(AIM OF THE EXERCISE)
When you reproduce the listing, keep every word as it is and drop the pictures.

(RECORD SET)
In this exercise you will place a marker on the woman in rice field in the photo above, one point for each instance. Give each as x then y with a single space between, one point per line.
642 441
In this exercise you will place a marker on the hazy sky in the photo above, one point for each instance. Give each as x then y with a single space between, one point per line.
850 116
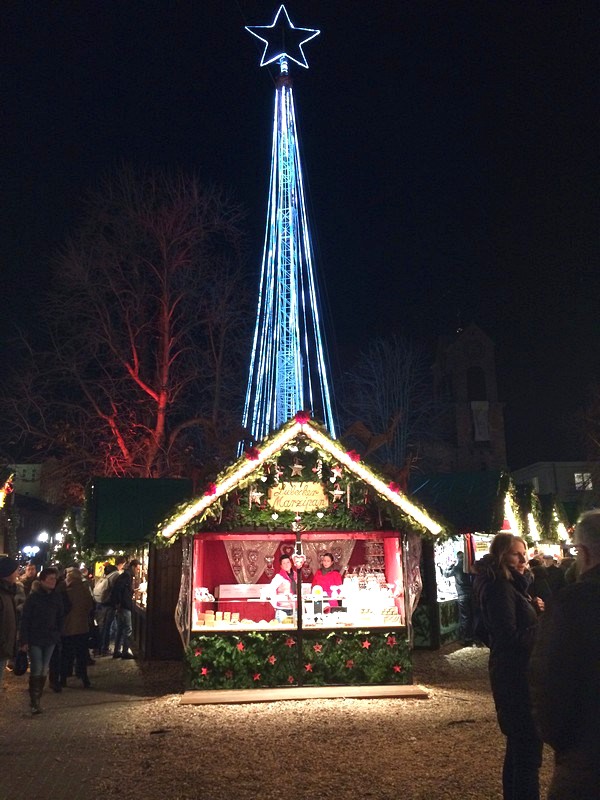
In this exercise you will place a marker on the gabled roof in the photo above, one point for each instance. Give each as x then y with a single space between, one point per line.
252 462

(RESPONSE AREA)
In this exercise you will place a marker on the woman in rice field in the photo above, one point for each instance. Give each as x then y with a single space between, one point per line.
642 441
In this exercise you will place a marker on the hazy sky in the photo above, one point for each instance. Give each as x then y with a single space between, one point per line.
850 116
In this exercise you will place a marker on the gabled roof in the photo above, one point for each instance. Give each as x then y with a single space between, one point per line.
252 462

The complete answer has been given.